— Start Entries shown —
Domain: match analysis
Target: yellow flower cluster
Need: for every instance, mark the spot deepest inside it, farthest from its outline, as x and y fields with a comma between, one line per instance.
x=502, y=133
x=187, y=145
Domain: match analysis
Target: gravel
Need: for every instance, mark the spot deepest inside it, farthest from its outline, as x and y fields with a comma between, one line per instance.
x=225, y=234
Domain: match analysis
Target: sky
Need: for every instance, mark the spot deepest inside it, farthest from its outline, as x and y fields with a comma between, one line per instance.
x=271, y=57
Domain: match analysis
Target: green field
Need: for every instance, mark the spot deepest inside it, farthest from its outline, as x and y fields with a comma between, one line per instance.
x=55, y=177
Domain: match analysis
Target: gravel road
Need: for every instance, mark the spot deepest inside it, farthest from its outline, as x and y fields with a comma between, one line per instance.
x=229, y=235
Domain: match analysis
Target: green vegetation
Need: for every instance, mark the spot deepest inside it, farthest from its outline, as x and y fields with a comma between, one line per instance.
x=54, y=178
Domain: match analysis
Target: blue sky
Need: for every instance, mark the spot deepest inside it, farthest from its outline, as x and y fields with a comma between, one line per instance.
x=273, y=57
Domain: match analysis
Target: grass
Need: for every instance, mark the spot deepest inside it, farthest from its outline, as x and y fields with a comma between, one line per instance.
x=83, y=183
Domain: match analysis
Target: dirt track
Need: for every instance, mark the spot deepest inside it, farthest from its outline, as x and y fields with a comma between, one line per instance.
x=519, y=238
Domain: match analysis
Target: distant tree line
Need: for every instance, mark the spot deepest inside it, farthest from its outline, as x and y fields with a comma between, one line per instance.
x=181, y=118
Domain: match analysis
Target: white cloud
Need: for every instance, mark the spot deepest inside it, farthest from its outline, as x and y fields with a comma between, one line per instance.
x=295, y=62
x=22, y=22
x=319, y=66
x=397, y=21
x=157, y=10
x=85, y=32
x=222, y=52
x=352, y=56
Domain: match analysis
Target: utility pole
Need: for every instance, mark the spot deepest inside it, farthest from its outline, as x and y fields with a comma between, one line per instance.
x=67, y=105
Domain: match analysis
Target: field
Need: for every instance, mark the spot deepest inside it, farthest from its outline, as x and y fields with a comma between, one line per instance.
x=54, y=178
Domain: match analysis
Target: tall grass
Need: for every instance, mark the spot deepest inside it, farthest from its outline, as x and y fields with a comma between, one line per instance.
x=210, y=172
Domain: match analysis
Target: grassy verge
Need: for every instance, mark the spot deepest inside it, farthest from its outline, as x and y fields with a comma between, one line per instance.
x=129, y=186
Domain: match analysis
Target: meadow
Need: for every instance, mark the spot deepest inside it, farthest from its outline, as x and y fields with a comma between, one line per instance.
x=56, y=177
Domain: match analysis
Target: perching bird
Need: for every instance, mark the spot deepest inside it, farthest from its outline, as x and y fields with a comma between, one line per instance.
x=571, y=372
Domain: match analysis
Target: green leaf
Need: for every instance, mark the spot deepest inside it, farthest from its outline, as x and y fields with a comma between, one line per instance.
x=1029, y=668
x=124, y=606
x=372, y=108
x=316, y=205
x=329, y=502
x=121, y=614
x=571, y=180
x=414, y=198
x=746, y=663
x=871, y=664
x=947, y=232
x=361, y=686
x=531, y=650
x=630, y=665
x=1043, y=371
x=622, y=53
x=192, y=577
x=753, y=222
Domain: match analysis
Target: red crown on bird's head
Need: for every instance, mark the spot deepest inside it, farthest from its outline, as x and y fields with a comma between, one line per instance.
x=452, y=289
— End Entries shown —
# [Problem requirements]
Repeat each record exactly, leaving nothing out.

# [Correct response]
Domain: match analysis
Target: yellow flower cluster
Need: for every instance, mark the spot deepest inside it, farthest from its outline, as x and y fields with a comma between, one line per instance.
x=502, y=133
x=187, y=145
Domain: match analysis
Target: gravel
Need: for every instance, mark the spot deepest inside it, farthest from its outline, as x and y fields with a comma between, one line per instance.
x=225, y=234
Domain: match analysis
Target: sky
Need: for every instance, mark the spot deepest inside it, farthest from its outline, as x and y fields with a comma between, one line per instance.
x=271, y=57
Domain: match analysis
Target: green field
Need: for every instance, mark the spot deepest inside it, farthest from its outline, as x and y fields with a comma between, one line per instance.
x=55, y=177
Domain: match analysis
Target: gravel road
Need: for every instance, mark the spot deepest inside it, farthest from its outline, as x and y fields with a comma between, one line per instance.
x=229, y=235
Domain: match analysis
Target: green vegetation
Need: for every instance, mark the spot deepest inside it, farthest from its outline, as x and y fields with a comma between, one line per instance.
x=54, y=178
Domain: match analysis
Target: blue sky
Need: for every instance, mark the spot deepest inside it, farthest from its outline, as x and y fields with a comma between, one line per instance.
x=273, y=57
Domain: match analysis
Target: grass
Need: for every instance, mark the spot deepest inside it, farthest from its outline, as x and y fields with a comma between, one line per instance.
x=83, y=183
Domain: match analysis
Target: dirt track
Need: for every instance, mark the spot deepest inside it, farthest from its outline, as x and y fields with a comma between, one line per instance.
x=519, y=238
Domain: match analysis
Target: distant tree line
Need: for every instance, mark the spot deepest inside it, farthest from its outline, as x and y fields with a comma between, one line per instance.
x=181, y=118
Domain: match analysis
Target: white cloud
Need: for every instance, mark the spot deepest inside it, farthest from its outline, as x and y fields with a comma between, one line per instance.
x=295, y=62
x=22, y=22
x=319, y=66
x=397, y=21
x=157, y=10
x=85, y=32
x=222, y=52
x=352, y=56
Domain: match analysis
Target: utility pole
Need: for every instance, mark the spot deepest inside it, farthest from its outline, as x and y fields with a comma between, one line per instance.
x=67, y=105
Domain: match analysis
Target: field
Need: for every instance, mark the spot deepest inside it, farthest from its outline, as x and y fields with a comma between, one line per instance.
x=54, y=178
Domain: match analysis
Target: tall grass
Need: for every instance, mark the spot deepest inside it, farthest from its outline, as x and y fields with a comma between, one line per instance.
x=210, y=172
Domain: match analysis
Target: grassy verge
Need: for every instance, mark the spot deepest inside it, farthest from its outline, as x and y fields with a comma between, one line per instance.
x=129, y=186
Domain: match analysis
Target: meadow
Need: for every instance, mark the spot deepest inside it, farthest from its outline, as x and y fields with a comma between, one line per instance.
x=56, y=177
Domain: match analysis
Target: perching bird
Need: for every instance, mark the spot deepest inside it, farthest from its outline, as x and y fields with a comma between, one line per instance.
x=571, y=372
Domain: match analysis
Target: green leaf
Need: for every instance, mark the spot deepest inside it, farthest from its outline, as x and y fields with a comma between, one line per instance.
x=1029, y=668
x=124, y=606
x=372, y=108
x=316, y=205
x=329, y=502
x=121, y=614
x=571, y=180
x=414, y=198
x=746, y=663
x=871, y=664
x=947, y=232
x=361, y=686
x=531, y=650
x=630, y=665
x=1043, y=371
x=622, y=53
x=192, y=577
x=753, y=222
Domain: match analysis
Target: red crown on bird's head
Need: for every instance, mark the spot deepest inside it, farthest from its outline, as x and y fields with a comma between, one line per instance.
x=452, y=289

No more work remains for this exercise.